-- begin ARTICLE --
Back to: Navigating the Patent System
What is a restriction requirement?
A mandate from the examiner to divide your claims into more than one category and elect one for examination
A “restriction requirement” is an examiner’s decision that the claims of the patent application are directed to two or more separate and independent inventions (i.e., categories) and that the patent applicant must choose one of those inventions for examination. The examiner will not examine a Claim Set directed to two or more inventions. For example, claims to the product (i.e., apparatus claims) and claims to the method of using the product may be considered two different inventions and therefore subject to a restriction requirement.
Claims directed to alternative embodiments and other aspects of the invention might also be considered wholly different inventions. For example, inventions related to a transmitter-receiver system may include claims directed to a receiver, different claims directed to a transmitter, or claims directed to the system of the receiver and transmitter. Claims directed to the receiver in contrast to claims directed to the transmitter may be considered different inventions. In this case, an examiner may render a restriction requirement and, as in the example above, the applicant would need to choose between the claims directed to the receiver, transmitter, or system including the transmitter and receiver. Inventors might think of all these components as elements of one single invention, but they may likely be three, legally different inventions, as discussed below.
What are common situations in which a restriction requirement is made?
When both an apparatus and a method claim are included in the Claim Set
Restriction requirements are frequently made when Claim Sets recite both an apparatus claim and a method claim. Additionally, if a patent application admits that there are multiple embodiments, the examiner may be more likely to render the restriction requirement and divide the application based on how the application describes the multiple embodiments. Even though these aspects might cause an examiner to render a restriction requirement, inventors should not exclude them from the patent application when deciding what to include in the patent application. They should discuss whether including these aspects in their patent application would be beneficial with their patent attorney.
Why is the examiner saying that there are two or more inventions in the patent application and asking me to select only one for examination?
Technical, legal definitions and reasoning
In my experience, inventors often feel examiners are incorrect in rendering restriction requirements. They do not feel the product and its method of use are different inventions. For example, the transmitter claims and the receiver claims do not appear to be different inventions. Although from a layperson’s perspective, this may seem correct, the legal definition used by the USPTO to determine when claims are directed to two or more inventions is very broad and differs from a lay understanding.
Often from the layperson’s standpoint, the product claim and the method claim for the product’s use are the same invention since they refer to the same apparatus. However, if the apparatus can be used with two or more methods, as is often the case, the scope of examination for the method and apparatus claims are not co-extensive and are therefore different inventions. For example, a kitchen knife can be used in two different methods. The first method entails using a knife to slice a tomato. A second method of using the knife entails crushing garlic. In this regard, the knife claim may be considered a different invention from a method claim involving the knife.
Should I choose the apparatus or the method claims when there is a restriction requirement between the two?
It is usually best to choose the apparatus claim for examination.
-- end ARTICLE --
-- begin ENTRIES SUPPLIED --
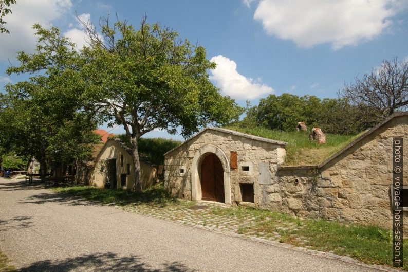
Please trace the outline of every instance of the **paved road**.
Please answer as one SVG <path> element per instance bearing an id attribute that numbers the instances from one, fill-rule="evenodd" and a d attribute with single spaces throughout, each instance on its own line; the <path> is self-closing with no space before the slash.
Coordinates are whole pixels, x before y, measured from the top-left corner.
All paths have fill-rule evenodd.
<path id="1" fill-rule="evenodd" d="M 4 179 L 0 247 L 22 272 L 375 271 Z"/>

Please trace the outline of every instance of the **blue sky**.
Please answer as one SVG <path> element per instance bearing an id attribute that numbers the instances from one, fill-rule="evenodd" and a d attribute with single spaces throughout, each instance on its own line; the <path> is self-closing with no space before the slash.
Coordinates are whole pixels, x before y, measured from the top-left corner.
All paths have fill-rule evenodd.
<path id="1" fill-rule="evenodd" d="M 76 12 L 96 24 L 117 14 L 136 27 L 146 14 L 205 47 L 217 63 L 211 80 L 242 105 L 270 94 L 334 98 L 383 60 L 408 57 L 407 8 L 406 0 L 18 0 L 5 18 L 10 34 L 0 34 L 0 87 L 26 78 L 4 72 L 9 61 L 17 64 L 17 51 L 33 51 L 35 22 L 59 27 L 80 47 Z M 158 136 L 181 139 L 146 135 Z"/>

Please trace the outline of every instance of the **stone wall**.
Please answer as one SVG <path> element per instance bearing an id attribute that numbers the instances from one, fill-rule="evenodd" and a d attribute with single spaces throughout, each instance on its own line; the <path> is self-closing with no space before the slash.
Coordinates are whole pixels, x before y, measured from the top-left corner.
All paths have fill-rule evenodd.
<path id="1" fill-rule="evenodd" d="M 263 191 L 276 182 L 277 165 L 283 162 L 286 154 L 285 146 L 212 129 L 204 131 L 165 155 L 165 183 L 172 194 L 180 198 L 192 198 L 191 176 L 192 171 L 194 171 L 192 165 L 193 158 L 199 150 L 206 146 L 215 146 L 220 149 L 228 160 L 228 167 L 230 162 L 230 152 L 237 152 L 237 168 L 225 169 L 226 166 L 223 166 L 224 172 L 229 172 L 232 203 L 242 202 L 239 184 L 250 183 L 254 185 L 254 203 L 252 206 L 266 208 L 270 199 L 269 195 Z M 269 175 L 270 178 L 267 183 L 269 185 L 259 184 L 260 163 L 269 164 L 267 175 Z M 265 167 L 267 165 L 263 165 Z M 242 166 L 248 166 L 249 171 L 243 171 Z M 199 165 L 198 169 L 199 172 Z M 198 182 L 199 183 L 199 180 Z M 249 203 L 241 204 L 251 206 Z"/>
<path id="2" fill-rule="evenodd" d="M 274 200 L 270 209 L 391 228 L 393 137 L 404 138 L 403 184 L 408 185 L 408 124 L 406 117 L 401 116 L 321 167 L 280 170 L 269 192 Z M 408 217 L 408 211 L 403 212 Z"/>
<path id="3" fill-rule="evenodd" d="M 403 184 L 407 185 L 407 115 L 395 117 L 327 162 L 310 167 L 279 167 L 285 154 L 284 146 L 205 131 L 165 156 L 166 186 L 174 195 L 192 199 L 193 158 L 203 146 L 211 145 L 222 150 L 228 159 L 230 151 L 238 154 L 238 168 L 229 173 L 233 204 L 248 206 L 240 202 L 239 183 L 252 183 L 254 207 L 390 228 L 392 138 L 404 138 Z M 261 182 L 260 168 L 265 162 L 270 179 Z M 251 171 L 243 171 L 242 166 L 250 166 Z M 403 213 L 408 217 L 408 211 Z"/>
<path id="4" fill-rule="evenodd" d="M 123 158 L 123 166 L 120 164 L 120 156 Z M 94 165 L 88 170 L 87 183 L 90 185 L 103 187 L 107 182 L 107 170 L 105 161 L 107 159 L 116 159 L 117 188 L 131 190 L 134 183 L 135 173 L 133 170 L 132 158 L 129 153 L 116 140 L 109 139 L 98 154 Z M 130 167 L 130 174 L 127 174 L 127 165 Z M 144 161 L 140 161 L 140 171 L 143 188 L 149 188 L 156 182 L 156 168 Z M 122 186 L 121 175 L 126 174 L 126 186 Z"/>

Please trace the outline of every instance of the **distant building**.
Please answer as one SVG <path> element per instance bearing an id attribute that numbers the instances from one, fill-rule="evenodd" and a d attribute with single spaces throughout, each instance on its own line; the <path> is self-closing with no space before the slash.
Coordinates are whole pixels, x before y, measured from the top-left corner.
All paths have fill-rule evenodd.
<path id="1" fill-rule="evenodd" d="M 310 136 L 319 141 L 324 135 L 314 128 Z M 391 228 L 394 138 L 403 138 L 407 193 L 408 112 L 390 116 L 318 165 L 283 166 L 286 143 L 207 128 L 164 154 L 165 185 L 187 200 Z M 408 219 L 408 203 L 401 206 Z"/>
<path id="2" fill-rule="evenodd" d="M 300 131 L 301 130 L 306 131 L 307 130 L 307 126 L 304 122 L 299 122 L 298 123 L 298 126 L 296 127 L 296 130 Z"/>
<path id="3" fill-rule="evenodd" d="M 101 142 L 105 143 L 108 140 L 109 138 L 113 138 L 115 134 L 113 133 L 109 133 L 105 130 L 98 129 L 94 131 L 94 132 L 101 136 Z"/>
<path id="4" fill-rule="evenodd" d="M 309 135 L 311 141 L 316 141 L 318 143 L 326 143 L 326 135 L 319 128 L 313 128 Z"/>
<path id="5" fill-rule="evenodd" d="M 78 163 L 76 179 L 84 184 L 131 190 L 135 173 L 131 150 L 119 139 L 110 138 L 104 144 L 95 144 L 91 157 Z M 157 166 L 139 157 L 143 188 L 157 182 Z"/>

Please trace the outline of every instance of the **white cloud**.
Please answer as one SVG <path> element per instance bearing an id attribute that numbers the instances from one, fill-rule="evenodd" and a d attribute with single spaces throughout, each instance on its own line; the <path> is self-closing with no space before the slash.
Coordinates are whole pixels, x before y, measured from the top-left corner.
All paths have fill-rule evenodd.
<path id="1" fill-rule="evenodd" d="M 89 13 L 79 14 L 76 20 L 78 22 L 78 27 L 83 28 L 84 26 L 82 23 L 87 24 L 90 21 L 90 14 Z"/>
<path id="2" fill-rule="evenodd" d="M 71 39 L 71 42 L 77 45 L 77 49 L 81 49 L 84 46 L 87 46 L 86 34 L 83 29 L 73 28 L 64 33 L 64 35 Z"/>
<path id="3" fill-rule="evenodd" d="M 329 43 L 338 49 L 378 36 L 406 6 L 404 0 L 261 0 L 254 18 L 268 34 L 300 47 Z"/>
<path id="4" fill-rule="evenodd" d="M 71 0 L 19 0 L 12 5 L 12 13 L 4 17 L 10 34 L 0 34 L 0 60 L 15 58 L 18 51 L 32 52 L 37 39 L 33 25 L 38 23 L 49 27 L 53 20 L 70 10 L 72 5 Z"/>
<path id="5" fill-rule="evenodd" d="M 112 7 L 110 5 L 106 5 L 106 4 L 104 4 L 101 2 L 98 2 L 97 4 L 97 7 L 100 9 L 112 9 Z"/>
<path id="6" fill-rule="evenodd" d="M 238 99 L 252 99 L 273 93 L 271 87 L 260 83 L 260 79 L 254 80 L 239 74 L 235 61 L 222 55 L 213 57 L 210 60 L 217 64 L 217 67 L 211 70 L 210 79 L 224 94 Z"/>
<path id="7" fill-rule="evenodd" d="M 251 7 L 251 4 L 255 1 L 255 0 L 243 0 L 243 3 L 245 4 L 245 6 L 248 8 Z"/>
<path id="8" fill-rule="evenodd" d="M 316 82 L 311 84 L 310 86 L 309 86 L 309 87 L 311 89 L 314 89 L 314 88 L 317 87 L 318 86 L 319 86 L 319 83 Z"/>
<path id="9" fill-rule="evenodd" d="M 11 83 L 13 81 L 10 78 L 0 76 L 0 82 L 2 83 Z"/>

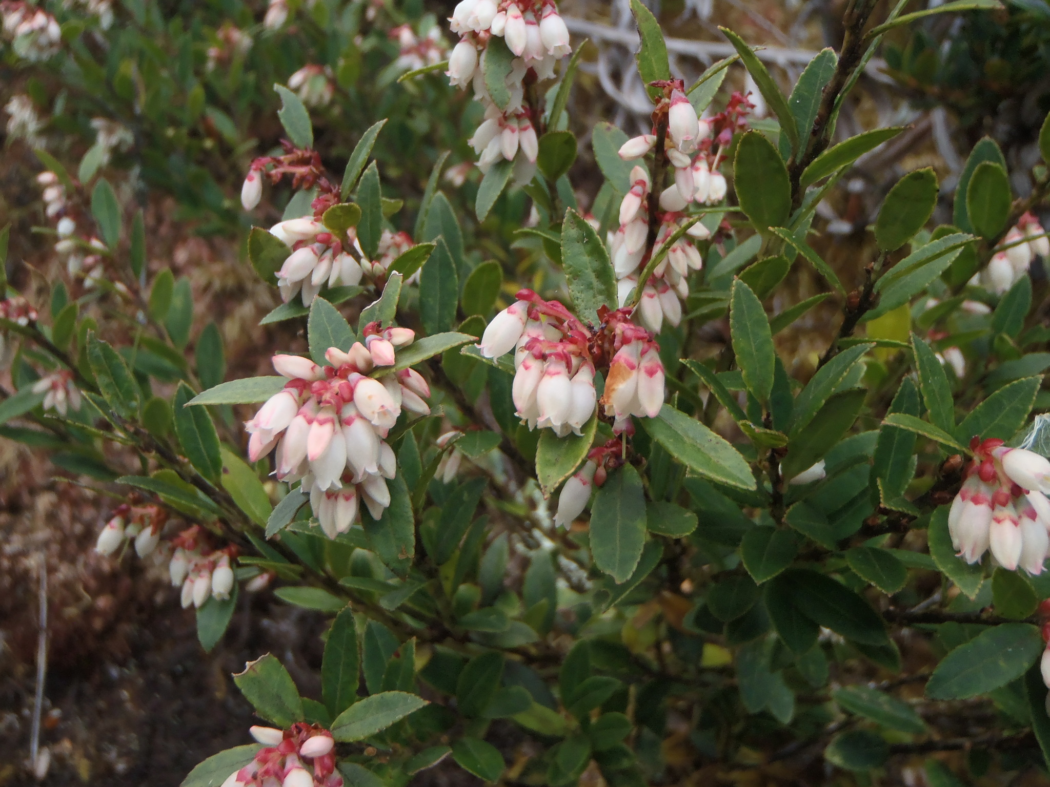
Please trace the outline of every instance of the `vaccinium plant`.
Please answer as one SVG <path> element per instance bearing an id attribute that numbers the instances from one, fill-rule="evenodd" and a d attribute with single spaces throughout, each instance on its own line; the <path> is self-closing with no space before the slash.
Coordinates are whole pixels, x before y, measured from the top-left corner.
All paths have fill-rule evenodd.
<path id="1" fill-rule="evenodd" d="M 931 225 L 946 199 L 934 171 L 904 175 L 848 278 L 818 253 L 814 220 L 902 131 L 836 133 L 882 36 L 995 2 L 902 1 L 876 18 L 850 0 L 841 50 L 784 94 L 729 29 L 735 55 L 675 78 L 631 0 L 652 100 L 634 137 L 576 127 L 585 42 L 571 48 L 553 0 L 463 0 L 445 29 L 418 3 L 272 0 L 261 28 L 245 5 L 213 20 L 207 46 L 152 3 L 55 5 L 0 3 L 7 56 L 64 63 L 67 125 L 85 126 L 92 91 L 103 115 L 74 177 L 67 151 L 48 152 L 45 88 L 7 105 L 10 133 L 43 146 L 43 231 L 65 273 L 49 303 L 2 282 L 0 433 L 123 498 L 98 551 L 166 562 L 205 650 L 240 593 L 332 618 L 320 696 L 272 655 L 247 664 L 234 681 L 267 726 L 184 787 L 403 785 L 449 757 L 487 782 L 553 787 L 709 766 L 765 779 L 808 751 L 857 784 L 972 747 L 1007 770 L 1046 767 L 1050 462 L 1044 417 L 1030 419 L 1050 409 L 1033 285 L 1050 256 L 1035 215 L 1050 123 L 1024 197 L 996 144 L 974 146 L 953 225 Z M 156 42 L 128 37 L 103 64 L 96 45 L 125 13 Z M 326 34 L 337 57 L 296 61 L 297 40 Z M 164 47 L 187 52 L 174 77 Z M 279 146 L 246 158 L 238 144 L 220 157 L 242 169 L 222 180 L 207 158 L 268 105 L 256 86 L 282 65 Z M 421 194 L 384 180 L 405 151 L 383 114 L 404 136 L 407 100 L 369 107 L 355 146 L 327 149 L 344 103 L 376 98 L 361 68 L 400 77 L 436 116 L 452 88 L 472 91 L 480 106 L 455 104 L 461 139 L 430 144 L 472 147 L 480 183 L 464 186 L 466 162 L 444 193 L 444 154 Z M 752 127 L 758 97 L 718 98 L 741 68 L 776 124 Z M 585 133 L 601 171 L 586 196 L 569 178 Z M 117 189 L 100 176 L 111 162 L 131 168 L 105 170 L 126 173 Z M 142 189 L 176 194 L 198 230 L 245 228 L 273 288 L 261 323 L 306 339 L 267 349 L 275 375 L 225 379 L 189 282 L 146 264 L 129 204 Z M 514 248 L 528 265 L 486 260 L 514 214 L 487 219 L 526 198 Z M 788 305 L 800 268 L 824 292 Z M 825 302 L 841 315 L 796 375 L 777 336 Z M 713 324 L 723 348 L 702 358 L 694 337 Z M 971 699 L 987 706 L 960 732 L 948 709 L 962 705 L 945 703 Z M 507 729 L 528 741 L 513 762 L 491 735 Z M 951 783 L 940 761 L 926 769 Z"/>

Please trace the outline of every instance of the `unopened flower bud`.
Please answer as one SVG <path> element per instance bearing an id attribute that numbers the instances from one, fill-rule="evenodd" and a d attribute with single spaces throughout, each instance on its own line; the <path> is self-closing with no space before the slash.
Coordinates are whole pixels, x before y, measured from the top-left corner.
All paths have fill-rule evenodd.
<path id="1" fill-rule="evenodd" d="M 252 738 L 254 738 L 256 742 L 261 743 L 264 746 L 276 746 L 285 740 L 284 730 L 275 727 L 253 726 L 248 731 L 252 733 Z"/>
<path id="2" fill-rule="evenodd" d="M 299 757 L 309 757 L 311 759 L 324 757 L 324 754 L 332 750 L 333 746 L 335 746 L 335 741 L 329 736 L 312 736 L 299 747 Z"/>

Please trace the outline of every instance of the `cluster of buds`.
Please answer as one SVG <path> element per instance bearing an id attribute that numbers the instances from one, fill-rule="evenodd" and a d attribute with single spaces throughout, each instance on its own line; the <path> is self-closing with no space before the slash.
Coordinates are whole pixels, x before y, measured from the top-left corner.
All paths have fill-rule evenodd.
<path id="1" fill-rule="evenodd" d="M 1028 267 L 1036 256 L 1050 259 L 1050 238 L 1047 238 L 1040 220 L 1025 213 L 1003 238 L 1002 251 L 995 252 L 987 268 L 970 280 L 986 290 L 1003 295 L 1028 274 Z"/>
<path id="2" fill-rule="evenodd" d="M 1002 440 L 973 438 L 974 459 L 951 502 L 951 544 L 969 563 L 987 550 L 1005 569 L 1043 572 L 1050 550 L 1050 462 Z"/>
<path id="3" fill-rule="evenodd" d="M 610 440 L 605 445 L 592 448 L 587 461 L 580 466 L 558 495 L 558 513 L 554 525 L 568 528 L 587 508 L 591 492 L 605 484 L 609 472 L 624 464 L 624 446 L 618 440 Z"/>
<path id="4" fill-rule="evenodd" d="M 207 70 L 229 65 L 235 58 L 243 58 L 252 48 L 252 37 L 231 22 L 224 22 L 215 30 L 215 43 L 208 47 Z"/>
<path id="5" fill-rule="evenodd" d="M 310 63 L 288 78 L 288 88 L 295 90 L 308 107 L 327 107 L 335 94 L 335 80 L 330 66 Z"/>
<path id="6" fill-rule="evenodd" d="M 44 170 L 37 175 L 37 183 L 44 190 L 41 195 L 44 199 L 44 214 L 48 218 L 55 218 L 66 209 L 65 186 L 59 176 L 50 170 Z"/>
<path id="7" fill-rule="evenodd" d="M 55 410 L 60 416 L 65 417 L 70 408 L 80 409 L 80 389 L 74 384 L 69 369 L 59 369 L 40 378 L 33 384 L 33 392 L 44 393 L 44 409 Z"/>
<path id="8" fill-rule="evenodd" d="M 7 136 L 25 140 L 26 144 L 35 148 L 43 146 L 40 132 L 44 128 L 44 122 L 28 95 L 13 95 L 4 105 L 4 111 L 7 113 Z"/>
<path id="9" fill-rule="evenodd" d="M 277 30 L 288 21 L 288 0 L 270 0 L 262 17 L 262 26 L 268 30 Z"/>
<path id="10" fill-rule="evenodd" d="M 230 597 L 234 581 L 230 560 L 236 557 L 236 547 L 212 550 L 198 525 L 172 538 L 171 546 L 168 576 L 172 588 L 182 588 L 184 610 L 191 604 L 201 609 L 209 597 L 217 601 Z"/>
<path id="11" fill-rule="evenodd" d="M 401 51 L 395 61 L 398 67 L 408 71 L 437 65 L 448 57 L 441 28 L 435 25 L 425 36 L 417 36 L 411 25 L 402 24 L 391 30 L 390 37 L 397 41 Z"/>
<path id="12" fill-rule="evenodd" d="M 222 787 L 342 787 L 329 730 L 295 722 L 288 729 L 252 727 L 251 733 L 264 748 Z"/>
<path id="13" fill-rule="evenodd" d="M 584 325 L 558 301 L 531 290 L 498 314 L 478 345 L 486 358 L 514 350 L 511 388 L 517 416 L 530 429 L 550 427 L 559 437 L 579 434 L 596 405 L 594 373 L 609 363 L 604 414 L 617 434 L 630 417 L 654 417 L 664 403 L 664 364 L 652 335 L 627 310 L 603 306 L 596 329 Z M 611 362 L 607 359 L 611 358 Z"/>
<path id="14" fill-rule="evenodd" d="M 21 327 L 37 321 L 37 310 L 21 295 L 12 298 L 3 298 L 2 296 L 3 293 L 0 292 L 0 320 L 14 322 Z"/>
<path id="15" fill-rule="evenodd" d="M 100 555 L 111 555 L 127 541 L 134 544 L 139 557 L 146 557 L 156 549 L 167 520 L 167 512 L 159 506 L 132 506 L 124 503 L 113 511 L 112 517 L 102 528 L 94 551 Z"/>
<path id="16" fill-rule="evenodd" d="M 449 18 L 460 42 L 445 73 L 453 85 L 474 86 L 485 106 L 485 121 L 470 140 L 483 172 L 501 157 L 514 162 L 514 179 L 527 183 L 536 171 L 537 108 L 525 106 L 525 85 L 554 76 L 554 65 L 571 51 L 569 30 L 553 0 L 462 0 Z M 514 56 L 506 87 L 510 100 L 498 106 L 485 85 L 485 58 L 492 36 Z M 556 122 L 558 119 L 553 119 Z"/>
<path id="17" fill-rule="evenodd" d="M 423 401 L 429 386 L 419 373 L 393 370 L 366 377 L 396 363 L 395 348 L 411 344 L 410 328 L 364 327 L 363 343 L 349 350 L 329 347 L 330 366 L 309 358 L 277 355 L 274 368 L 289 382 L 245 424 L 248 455 L 257 462 L 276 448 L 276 475 L 301 482 L 310 506 L 330 538 L 357 520 L 363 499 L 379 519 L 391 502 L 386 481 L 395 477 L 394 450 L 385 443 L 402 407 L 429 414 Z"/>
<path id="18" fill-rule="evenodd" d="M 620 229 L 610 232 L 608 237 L 613 269 L 618 279 L 616 290 L 621 306 L 637 286 L 638 267 L 648 261 L 647 253 L 651 253 L 646 248 L 651 188 L 649 172 L 636 166 L 631 170 L 631 188 L 620 204 Z M 664 212 L 657 216 L 659 228 L 653 250 L 670 240 L 686 218 L 681 212 L 685 201 L 680 199 L 677 185 L 670 186 L 663 192 L 659 205 Z M 711 233 L 704 225 L 696 222 L 687 230 L 687 235 L 706 239 Z M 704 258 L 689 238 L 680 237 L 674 241 L 642 291 L 642 324 L 654 334 L 660 332 L 665 319 L 672 325 L 677 325 L 681 321 L 680 300 L 689 296 L 689 273 L 700 270 L 702 265 Z"/>
<path id="19" fill-rule="evenodd" d="M 14 39 L 15 52 L 25 60 L 47 60 L 58 52 L 62 28 L 58 20 L 43 8 L 25 0 L 0 2 L 3 31 Z"/>

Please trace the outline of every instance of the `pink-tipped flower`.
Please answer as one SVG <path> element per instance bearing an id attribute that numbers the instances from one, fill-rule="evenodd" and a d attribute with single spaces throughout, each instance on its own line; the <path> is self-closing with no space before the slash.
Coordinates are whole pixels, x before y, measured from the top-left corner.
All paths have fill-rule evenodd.
<path id="1" fill-rule="evenodd" d="M 111 555 L 124 543 L 124 519 L 114 516 L 106 523 L 106 527 L 99 533 L 99 540 L 94 544 L 94 551 L 100 555 Z"/>
<path id="2" fill-rule="evenodd" d="M 477 68 L 478 49 L 469 41 L 463 39 L 456 44 L 453 54 L 448 57 L 448 70 L 445 71 L 445 76 L 448 77 L 449 84 L 465 87 L 470 84 Z"/>
<path id="3" fill-rule="evenodd" d="M 139 557 L 146 557 L 151 554 L 161 540 L 160 528 L 147 526 L 143 528 L 139 535 L 134 537 L 134 551 Z"/>
<path id="4" fill-rule="evenodd" d="M 321 380 L 324 369 L 302 356 L 276 355 L 273 367 L 277 374 L 290 380 Z"/>
<path id="5" fill-rule="evenodd" d="M 569 410 L 569 426 L 572 431 L 580 434 L 583 425 L 586 424 L 594 412 L 597 404 L 597 395 L 594 391 L 594 367 L 589 362 L 582 363 L 576 374 L 572 377 L 572 407 Z"/>
<path id="6" fill-rule="evenodd" d="M 802 484 L 812 484 L 815 481 L 823 481 L 826 475 L 827 472 L 824 469 L 824 461 L 820 460 L 820 462 L 816 465 L 806 468 L 788 483 L 794 484 L 795 486 L 801 486 Z"/>
<path id="7" fill-rule="evenodd" d="M 642 134 L 640 136 L 632 136 L 630 140 L 625 142 L 620 146 L 620 157 L 625 162 L 630 162 L 635 158 L 640 158 L 656 144 L 656 134 Z"/>
<path id="8" fill-rule="evenodd" d="M 1002 451 L 1003 470 L 1022 489 L 1050 492 L 1050 462 L 1034 451 L 1024 448 L 996 449 Z"/>
<path id="9" fill-rule="evenodd" d="M 664 362 L 655 346 L 650 346 L 642 356 L 638 375 L 638 403 L 649 418 L 656 418 L 664 406 Z M 640 414 L 640 413 L 634 413 Z"/>
<path id="10" fill-rule="evenodd" d="M 587 507 L 591 490 L 594 487 L 594 470 L 597 466 L 588 460 L 562 487 L 558 495 L 558 513 L 554 524 L 569 527 Z"/>
<path id="11" fill-rule="evenodd" d="M 246 211 L 250 211 L 259 204 L 262 198 L 262 178 L 255 170 L 248 172 L 245 184 L 240 187 L 240 205 Z"/>
<path id="12" fill-rule="evenodd" d="M 335 741 L 331 736 L 311 736 L 299 746 L 299 757 L 307 757 L 311 760 L 315 757 L 324 757 L 335 746 Z"/>
<path id="13" fill-rule="evenodd" d="M 503 37 L 507 42 L 507 48 L 520 58 L 525 52 L 528 44 L 528 31 L 525 29 L 525 18 L 522 10 L 511 3 L 507 6 L 507 21 L 503 26 Z"/>
<path id="14" fill-rule="evenodd" d="M 572 382 L 565 362 L 553 358 L 544 366 L 543 378 L 537 387 L 537 405 L 540 408 L 540 426 L 561 429 L 572 411 Z"/>
<path id="15" fill-rule="evenodd" d="M 558 8 L 553 3 L 545 3 L 543 6 L 540 38 L 543 40 L 547 54 L 555 58 L 564 58 L 572 51 L 572 47 L 569 45 L 569 28 L 565 26 L 565 20 L 559 16 Z"/>
<path id="16" fill-rule="evenodd" d="M 354 387 L 354 405 L 373 426 L 381 429 L 394 426 L 401 412 L 386 387 L 371 377 L 358 380 Z"/>
<path id="17" fill-rule="evenodd" d="M 527 315 L 528 302 L 523 300 L 514 301 L 496 315 L 481 336 L 481 343 L 478 345 L 481 354 L 485 358 L 499 358 L 513 349 L 525 331 Z"/>
<path id="18" fill-rule="evenodd" d="M 692 150 L 700 133 L 700 122 L 696 110 L 681 90 L 671 92 L 671 108 L 668 110 L 668 132 L 678 150 Z"/>
<path id="19" fill-rule="evenodd" d="M 223 555 L 211 574 L 211 595 L 222 601 L 230 597 L 232 590 L 233 569 L 230 568 L 230 558 Z"/>
<path id="20" fill-rule="evenodd" d="M 372 356 L 372 363 L 376 366 L 393 366 L 394 345 L 379 336 L 370 336 L 366 340 L 369 355 Z"/>
<path id="21" fill-rule="evenodd" d="M 536 136 L 536 128 L 528 118 L 522 115 L 518 119 L 518 147 L 525 154 L 530 163 L 536 163 L 540 155 L 540 141 Z"/>
<path id="22" fill-rule="evenodd" d="M 988 529 L 988 546 L 1000 566 L 1010 571 L 1021 561 L 1021 524 L 1017 512 L 1010 503 L 1010 495 L 998 490 L 992 495 L 991 526 Z"/>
-- end ENTRIES SUPPLIED --
Print the passage of the restriction requirement article from "Often from the" to "claim for examination.", word for word. The items come from a different source than the article.

Often from the layperson’s standpoint, the product claim and the method claim for the product’s use are the same invention since they refer to the same apparatus. However, if the apparatus can be used with two or more methods, as is often the case, the scope of examination for the method and apparatus claims are not co-extensive and are therefore different inventions. For example, a kitchen knife can be used in two different methods. The first method entails using a knife to slice a tomato. A second method of using the knife entails crushing garlic. In this regard, the knife claim may be considered a different invention from a method claim involving the knife.
Should I choose the apparatus or the method claims when there is a restriction requirement between the two?
It is usually best to choose the apparatus claim for examination.